#### [Work required]
Count how many rows below contain the string "aircraft" with matching case. Reply with the number alone.

#### [Records provided]
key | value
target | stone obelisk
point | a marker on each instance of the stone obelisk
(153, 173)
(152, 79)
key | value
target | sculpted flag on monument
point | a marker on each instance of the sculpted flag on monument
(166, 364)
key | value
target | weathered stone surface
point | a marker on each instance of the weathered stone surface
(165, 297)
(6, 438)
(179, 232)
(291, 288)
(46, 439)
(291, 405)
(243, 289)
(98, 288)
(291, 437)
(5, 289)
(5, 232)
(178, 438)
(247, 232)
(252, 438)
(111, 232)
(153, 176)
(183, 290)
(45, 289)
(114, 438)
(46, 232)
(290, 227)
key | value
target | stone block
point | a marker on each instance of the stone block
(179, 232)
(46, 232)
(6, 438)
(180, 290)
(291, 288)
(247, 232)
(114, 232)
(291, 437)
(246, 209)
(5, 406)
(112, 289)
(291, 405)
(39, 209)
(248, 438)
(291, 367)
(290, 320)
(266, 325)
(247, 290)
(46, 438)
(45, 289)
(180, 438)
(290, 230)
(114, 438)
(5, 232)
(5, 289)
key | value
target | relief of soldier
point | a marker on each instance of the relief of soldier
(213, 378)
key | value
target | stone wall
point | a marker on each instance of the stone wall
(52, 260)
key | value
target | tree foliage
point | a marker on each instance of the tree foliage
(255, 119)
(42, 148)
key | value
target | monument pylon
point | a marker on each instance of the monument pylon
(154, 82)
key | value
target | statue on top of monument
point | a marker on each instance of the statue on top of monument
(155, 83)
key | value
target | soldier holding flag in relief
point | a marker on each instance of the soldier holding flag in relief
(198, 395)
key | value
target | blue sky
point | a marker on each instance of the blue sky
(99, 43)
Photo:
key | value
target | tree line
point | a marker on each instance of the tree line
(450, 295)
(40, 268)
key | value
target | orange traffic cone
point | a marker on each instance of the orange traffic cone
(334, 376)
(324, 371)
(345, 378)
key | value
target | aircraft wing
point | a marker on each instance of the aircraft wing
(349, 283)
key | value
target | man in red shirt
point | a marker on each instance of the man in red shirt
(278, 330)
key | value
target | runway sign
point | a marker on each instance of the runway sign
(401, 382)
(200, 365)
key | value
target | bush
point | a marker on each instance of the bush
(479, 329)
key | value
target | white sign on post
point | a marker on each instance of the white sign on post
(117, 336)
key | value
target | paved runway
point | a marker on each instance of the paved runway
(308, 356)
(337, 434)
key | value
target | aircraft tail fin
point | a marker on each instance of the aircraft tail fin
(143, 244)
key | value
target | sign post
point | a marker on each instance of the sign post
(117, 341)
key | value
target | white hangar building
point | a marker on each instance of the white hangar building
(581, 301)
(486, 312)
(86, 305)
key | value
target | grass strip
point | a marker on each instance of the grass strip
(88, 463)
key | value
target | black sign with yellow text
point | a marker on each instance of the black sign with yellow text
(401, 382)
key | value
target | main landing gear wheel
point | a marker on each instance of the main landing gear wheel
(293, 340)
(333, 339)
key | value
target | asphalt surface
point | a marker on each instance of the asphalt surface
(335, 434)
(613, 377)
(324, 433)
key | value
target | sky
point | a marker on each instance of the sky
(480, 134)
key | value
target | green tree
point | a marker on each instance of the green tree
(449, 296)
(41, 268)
--
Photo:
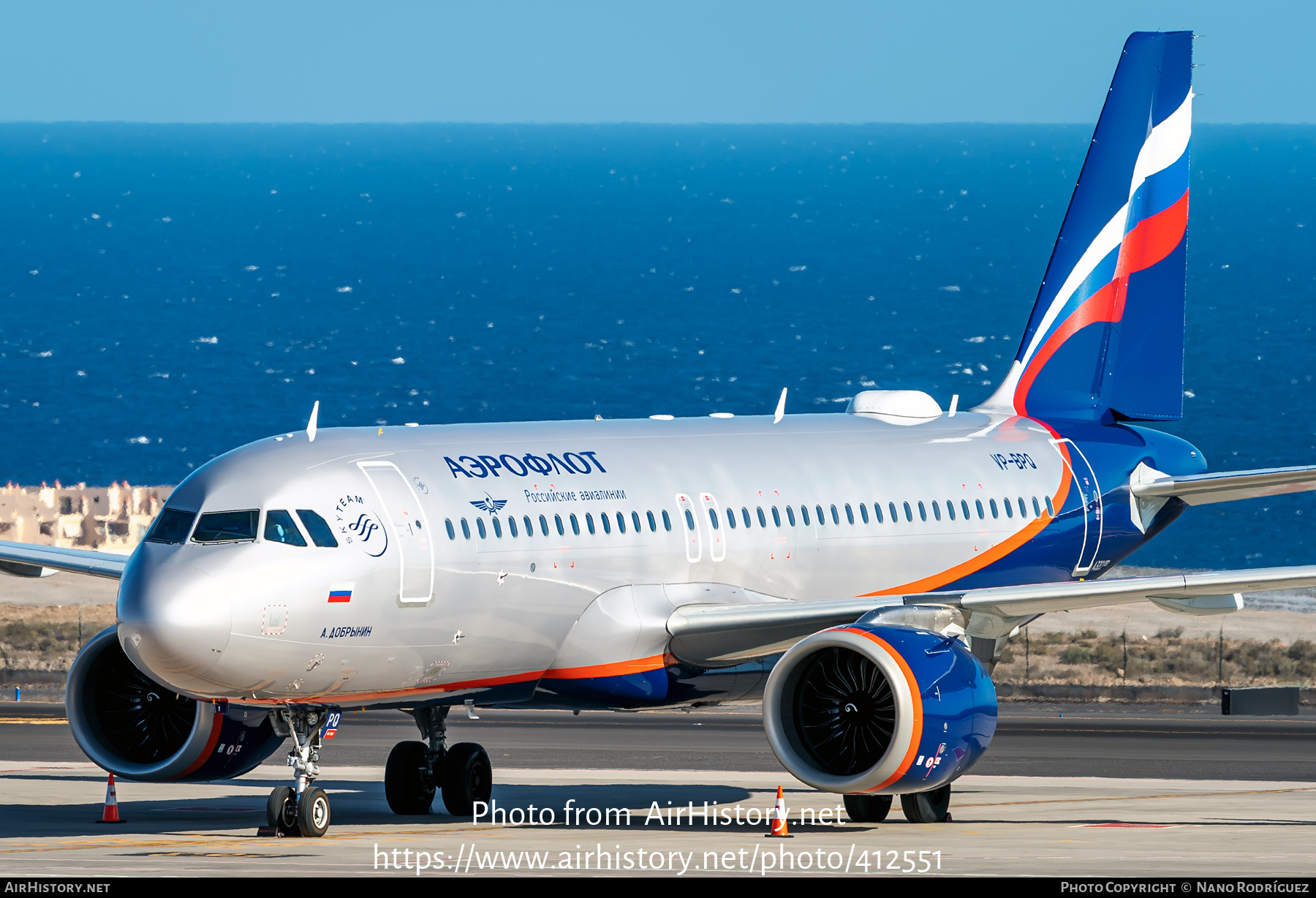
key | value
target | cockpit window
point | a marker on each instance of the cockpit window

#### [Answer for this exercise]
4